▶ **Task statement**
Copy out each of the rows below again word for word, with every line unchanged.

>> BEGIN Records for this exercise

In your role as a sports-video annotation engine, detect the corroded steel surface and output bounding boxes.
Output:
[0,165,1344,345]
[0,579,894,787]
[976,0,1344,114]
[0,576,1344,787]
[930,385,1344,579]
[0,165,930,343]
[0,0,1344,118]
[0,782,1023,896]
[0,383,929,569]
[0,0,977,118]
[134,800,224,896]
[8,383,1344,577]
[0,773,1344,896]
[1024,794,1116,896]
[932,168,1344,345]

>> END Records for this exercise

▶ **Written answer**
In your role as a sports-video annotation engine, detect the corroded steel surface and output bounding boxes.
Output:
[0,165,1344,345]
[0,579,894,787]
[976,0,1344,114]
[0,576,1344,787]
[930,385,1344,579]
[0,165,930,343]
[0,0,1344,118]
[0,782,1023,896]
[0,383,929,569]
[0,0,977,118]
[134,800,224,896]
[8,383,1344,577]
[0,773,1344,896]
[1024,794,1116,896]
[932,168,1344,345]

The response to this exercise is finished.